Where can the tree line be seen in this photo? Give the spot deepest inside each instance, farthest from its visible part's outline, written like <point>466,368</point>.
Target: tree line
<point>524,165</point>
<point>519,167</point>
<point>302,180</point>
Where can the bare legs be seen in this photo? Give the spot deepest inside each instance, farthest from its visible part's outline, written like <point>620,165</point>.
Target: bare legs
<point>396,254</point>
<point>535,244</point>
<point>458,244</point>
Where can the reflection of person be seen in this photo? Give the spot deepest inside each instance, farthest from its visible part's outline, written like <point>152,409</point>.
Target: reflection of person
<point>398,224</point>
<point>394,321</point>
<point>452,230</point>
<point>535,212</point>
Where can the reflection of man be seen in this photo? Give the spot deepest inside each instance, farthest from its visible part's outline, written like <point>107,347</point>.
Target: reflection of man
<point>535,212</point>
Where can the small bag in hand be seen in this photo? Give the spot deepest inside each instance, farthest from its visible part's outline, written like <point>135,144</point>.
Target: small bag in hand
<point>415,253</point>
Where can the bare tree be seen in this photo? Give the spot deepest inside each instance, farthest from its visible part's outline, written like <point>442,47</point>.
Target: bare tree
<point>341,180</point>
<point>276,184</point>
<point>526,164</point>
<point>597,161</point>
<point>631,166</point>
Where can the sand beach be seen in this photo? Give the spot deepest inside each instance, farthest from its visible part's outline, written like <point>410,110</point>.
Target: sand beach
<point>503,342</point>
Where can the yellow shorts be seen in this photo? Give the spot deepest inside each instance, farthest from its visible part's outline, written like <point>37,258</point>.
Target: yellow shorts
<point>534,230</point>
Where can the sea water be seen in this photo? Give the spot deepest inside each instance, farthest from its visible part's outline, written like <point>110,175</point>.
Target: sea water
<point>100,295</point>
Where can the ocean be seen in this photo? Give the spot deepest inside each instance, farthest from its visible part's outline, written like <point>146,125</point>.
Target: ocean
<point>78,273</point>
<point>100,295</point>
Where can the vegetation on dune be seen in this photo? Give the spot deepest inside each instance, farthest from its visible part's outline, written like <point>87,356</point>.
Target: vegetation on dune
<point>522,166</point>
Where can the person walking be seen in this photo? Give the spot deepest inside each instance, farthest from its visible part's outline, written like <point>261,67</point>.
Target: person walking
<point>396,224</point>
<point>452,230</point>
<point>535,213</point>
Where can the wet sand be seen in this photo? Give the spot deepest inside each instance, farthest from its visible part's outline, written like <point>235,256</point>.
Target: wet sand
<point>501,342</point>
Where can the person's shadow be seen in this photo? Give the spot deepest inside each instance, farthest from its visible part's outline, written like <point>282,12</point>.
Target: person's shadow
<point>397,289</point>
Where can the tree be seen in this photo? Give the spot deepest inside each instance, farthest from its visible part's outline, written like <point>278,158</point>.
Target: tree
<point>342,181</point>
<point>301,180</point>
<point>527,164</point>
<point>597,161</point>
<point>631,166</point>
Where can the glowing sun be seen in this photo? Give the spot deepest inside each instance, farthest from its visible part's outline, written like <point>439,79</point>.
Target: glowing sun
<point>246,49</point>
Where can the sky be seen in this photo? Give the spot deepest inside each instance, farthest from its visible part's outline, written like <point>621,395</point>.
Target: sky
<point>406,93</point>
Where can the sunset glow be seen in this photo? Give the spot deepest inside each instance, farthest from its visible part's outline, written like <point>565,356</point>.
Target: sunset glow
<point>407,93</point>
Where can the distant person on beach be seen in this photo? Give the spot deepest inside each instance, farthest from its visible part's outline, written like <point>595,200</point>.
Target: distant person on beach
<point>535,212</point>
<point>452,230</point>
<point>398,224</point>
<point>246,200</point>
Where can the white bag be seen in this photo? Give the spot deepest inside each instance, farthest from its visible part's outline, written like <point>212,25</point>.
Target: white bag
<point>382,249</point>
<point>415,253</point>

GOAL OF THE EXERCISE:
Please render all of the data above as a Markdown table with the columns Row and Line. Put one line per row, number the rows, and leave out blank lines.

EXERCISE SOLUTION:
| Row | Line |
|---|---|
| 1 | Where can the tree line be seen in this photo? Give the spot deepest inside each instance, farthest from its visible part's outline, written like <point>466,368</point>. |
| 2 | Target: tree line |
| 3 | <point>524,165</point> |
| 4 | <point>519,167</point> |
| 5 | <point>302,180</point> |
| 6 | Where can the bare legs be seen in this photo? Give the spot deepest inside each instance, farthest from its visible part's outline, written like <point>620,165</point>. |
| 7 | Target: bare legs |
| 8 | <point>396,254</point> |
| 9 | <point>535,244</point> |
| 10 | <point>458,244</point> |
| 11 | Where can the reflection of person be seen in this photo? Give the spot deepest inside each instance, farthest from its visible part's outline, written like <point>152,409</point>. |
| 12 | Target: reflection of person |
| 13 | <point>398,224</point> |
| 14 | <point>394,321</point> |
| 15 | <point>452,230</point> |
| 16 | <point>535,212</point> |
| 17 | Where can the reflection of man be seen in this photo? Give the spot deepest inside each instance, farthest from its visible part's outline, written like <point>107,347</point>. |
| 18 | Target: reflection of man |
| 19 | <point>535,212</point> |
| 20 | Where can the small bag in hand be seen in this photo? Give the spot deepest inside each instance, farthest from its visible part's outline, written like <point>135,144</point>. |
| 21 | Target: small bag in hand |
| 22 | <point>415,253</point> |
| 23 | Where can the bare tree be seen in this photo? Give the spot deepest inside each instance, farthest from its visible part's outline, written like <point>442,47</point>. |
| 24 | Target: bare tree |
| 25 | <point>341,180</point> |
| 26 | <point>276,184</point> |
| 27 | <point>526,164</point> |
| 28 | <point>597,161</point> |
| 29 | <point>631,166</point> |
| 30 | Where can the sand beach be seen in this photo? Give the spot deepest inside each instance, farthest from its visible part's outline, written like <point>410,110</point>. |
| 31 | Target: sand beach |
| 32 | <point>503,342</point> |
| 33 | Where can the yellow shorts be seen in this photo? Give the spot deepest inside each instance, farthest from its visible part's outline, written like <point>37,258</point>. |
| 34 | Target: yellow shorts |
| 35 | <point>534,230</point> |
| 36 | Where can the sea water be seen in this photo? Give the spot deepest inside each instance, farthest from its visible part's outline, written like <point>110,175</point>. |
| 37 | Target: sea water |
| 38 | <point>100,295</point> |
| 39 | Where can the ocean be seen in this photo? Give the spot deepest inside each instance, farthest from its visible part's outline, written like <point>146,125</point>. |
| 40 | Target: ocean |
| 41 | <point>78,273</point> |
| 42 | <point>100,295</point> |
| 43 | Where can the vegetation on dune be seen in this photo? Give the spot deepest inside each instance, farthest from its visible part's outline, written like <point>87,356</point>. |
| 44 | Target: vegetation on dune |
| 45 | <point>522,166</point> |
| 46 | Where can the person walking be seen in this photo? Give the spot deepest inside each instance, farthest from its visible part's outline, written like <point>261,67</point>. |
| 47 | Target: person walking |
| 48 | <point>396,224</point> |
| 49 | <point>452,230</point> |
| 50 | <point>535,213</point> |
| 51 | Where can the wet sand be seen in this photo? Give the spot deepest inside each instance, farthest from its visible part's outline, written like <point>235,256</point>. |
| 52 | Target: wet sand |
| 53 | <point>501,342</point> |
| 54 | Where can the person's shadow be seen in this photo? Give the spot deepest inside each instance, farthest from its visible part's outline, written like <point>282,12</point>. |
| 55 | Target: person's shadow |
| 56 | <point>397,289</point> |
| 57 | Where can the tree be seen in this photo? Give the spot deepest inside each instance, farthest from its visible part's outline, written like <point>278,158</point>. |
| 58 | Target: tree |
| 59 | <point>342,181</point> |
| 60 | <point>301,180</point> |
| 61 | <point>527,164</point> |
| 62 | <point>597,161</point> |
| 63 | <point>631,166</point> |
| 64 | Where can the glowing sun be seen in this photo? Give the spot deepest inside each instance, farthest from its visible part's outline, written like <point>439,79</point>. |
| 65 | Target: glowing sun |
| 66 | <point>246,49</point> |
| 67 | Where can the sky be seen in this photo? Give the spot deepest inside each instance, farthest from its visible part's outline, written like <point>621,395</point>. |
| 68 | Target: sky |
| 69 | <point>406,93</point> |
| 70 | Where can the sunset glow be seen in this photo? Give the spot deepest inside each instance, farthest from its visible part's outline, written like <point>565,356</point>. |
| 71 | Target: sunset glow |
| 72 | <point>407,93</point> |
| 73 | Where can the distant person on beach be seen in this photo? Give the spot deepest inside each instance, farthest from its visible part's outline, written like <point>595,200</point>. |
| 74 | Target: distant person on beach |
| 75 | <point>535,212</point> |
| 76 | <point>452,230</point> |
| 77 | <point>398,224</point> |
| 78 | <point>246,200</point> |
| 79 | Where can the white bag be seen in this photo? Give the spot deepest inside each instance, farthest from its visible part's outline, written like <point>212,25</point>. |
| 80 | Target: white bag |
| 81 | <point>382,249</point> |
| 82 | <point>415,253</point> |